_TEXT EXCERPT_
'''
Hello selfie stick, goodbye chin(s)

Festival goers in Las Vegas use a selfie stick.
Festival goers in Las Vegas use a selfie stick. Photograph: Robyn Beck/AFP/Getty Images

It’s always interesting to see what the street vendors of Venice happen to be selling in any one year. Always, it’s fold-up brollies when the rain comes. At night, for a few years now, it’s been curious objects that one can fling into the air and return to earth in a shower of fluorescent light (very annoying they are, too). When I was there a couple of weeks ago it was the selfie stick. Cue much harrumphing and what-has-the-world-come-to from me.

The very next week, however, Alan Rusbridger, editor-in-chief of this august publication, shamelessly produced a selfie stick in order to take a group photograph, causing panicked thoughts to run through my head that a loss of reason might well be accompanying the imminent abdication of his gubernatorial role. However, it turns out that a selfie stick may be judged by its results. It allows for a group photo to be taken at a kindly angle, that is from above, meaning the utter eradication of the hated second, and indeed third, chin.

Red carpet blues

For nine years I covered the Cannes film festival. I miss very much settling down into the comfortable seats of the Theatre Lumière to be in the first audience for the latest Lars von Trier or Ken Loach or Paolo Sorrentino. I don’t miss one bit the endless patting-downs and security checks, the queueing and elbowing and bad-tempered crushes that were all part of attempting to get into a Cannes press conference.

Nor do I miss the weird bifurcation between on the one hand, the seriousness of intent of the festival and, on the other, the accursed antics of the red carpet, this year encapsulated in the story of women allegedly being barred from it for wearing flat shoes. However, when I chatted to a French friend about it – knowing that she had in her time ascended that very tapis rouge – I forgot that she herself was in the fortunate position (in this particular context, at least) of always wearing heels, and very nifty she is on them, too.
'''
_EXCERPTED RECORDS_
'''
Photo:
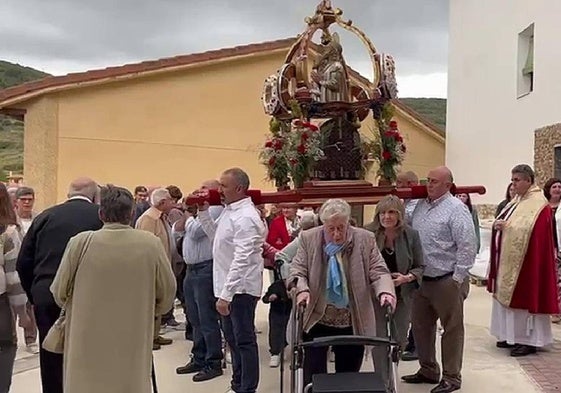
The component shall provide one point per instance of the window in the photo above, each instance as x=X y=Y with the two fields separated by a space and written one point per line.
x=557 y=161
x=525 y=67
'''
'''
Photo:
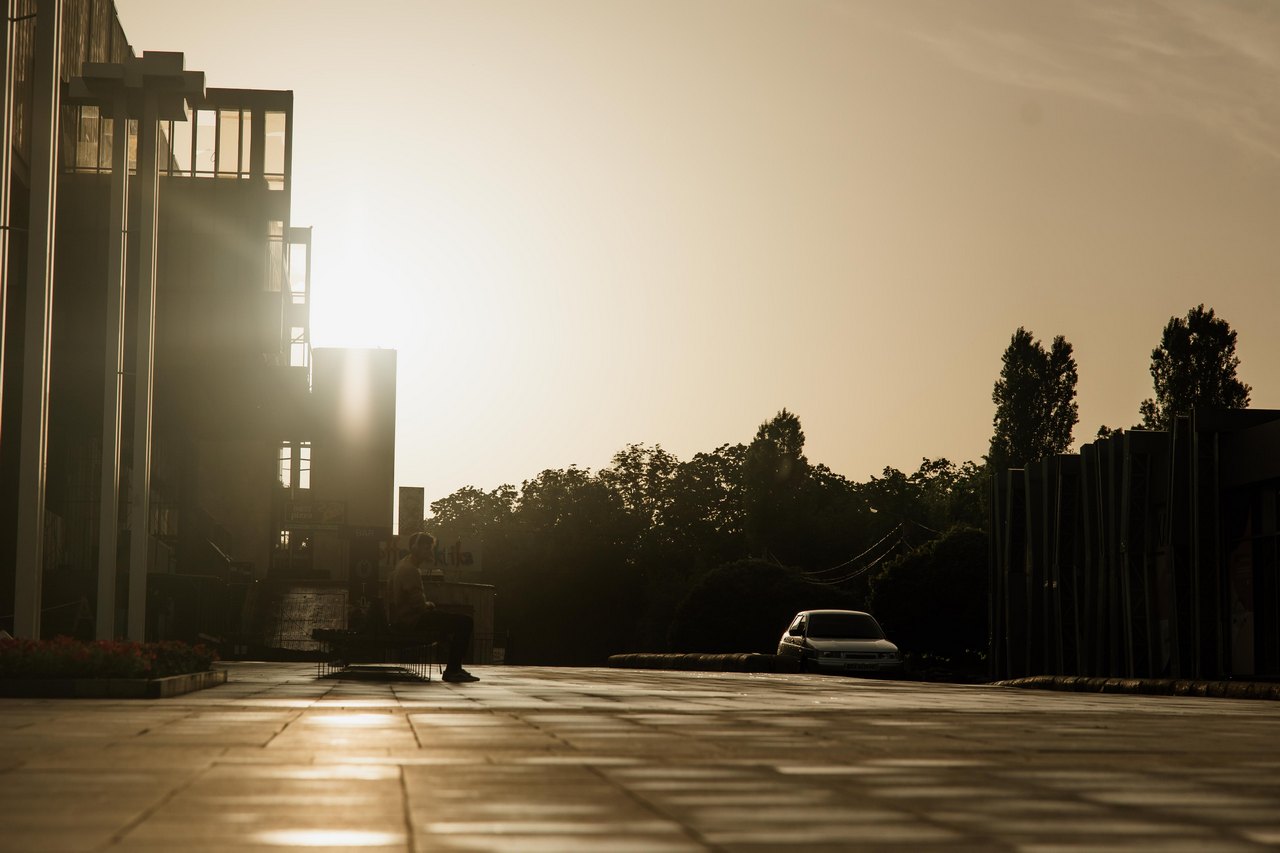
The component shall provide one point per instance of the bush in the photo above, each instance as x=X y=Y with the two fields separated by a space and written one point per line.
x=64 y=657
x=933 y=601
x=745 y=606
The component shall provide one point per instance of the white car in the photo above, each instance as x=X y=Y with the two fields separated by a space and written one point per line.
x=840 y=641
'''
_ACTION ITEM 1_
Answer these from the column on selfie sticks and the Cannes film festival:
(a) What were the street vendors of Venice selling when the author visited a couple of weeks earlier?
(b) Who produced a selfie stick to take a group photograph?
(c) For how many years did the author cover the Cannes film festival?
_ACTION ITEM 2_
Carry on the column on selfie sticks and the Cannes film festival, starting after its final sentence.

_TASK OUTPUT 1_
(a) The selfie stick.
(b) Alan Rusbridger, editor-in-chief of the publication.
(c) Nine years.

_TASK OUTPUT 2_
She took quite another view, arguing that the real zone of female oppression was not the red carpet at Cannes but the heavily and deeply gravelled driveway of the Élysée Palace. To arrive at the residence of the president of the French Republic (as one is so often called upon to do) as a wearer of heels is to arrive as if walking through an ankle-deep slick of treacle, with all the loss of dignity that that implies.

Pining for pockets

My holiday reading this spring was Herland, by Charlotte Perkins Gilman (she of The Yellow Wallpaper). The story is about three American explorers who stumble on a remote society where there are no men (the women having cleverly evolved parthenogenesis). There is no question of these women wearing heels. Perkins Gilman sets great store by the practicality of their clothing – as well as the excellence of the polity and care with which they treat the environment. (It’s best if we pass quickly over the soupçon of eugenics that has helped them ascend to such a happy state.)

The question of pockets chimed particularly with me. The women’s clothes were “fairly quilted with pockets … most ingeniously arranged, so as to be convenient to the hand and not inconvenient to the body”. Precisely a century after Herland’s book was published, there are still insufficient pockets in women’s clothing, and it remains a surprising joy to thrust my hands into those few dresses and skirts of mine that have them. So my sartorial cry of the week is: more pockets, lower heels!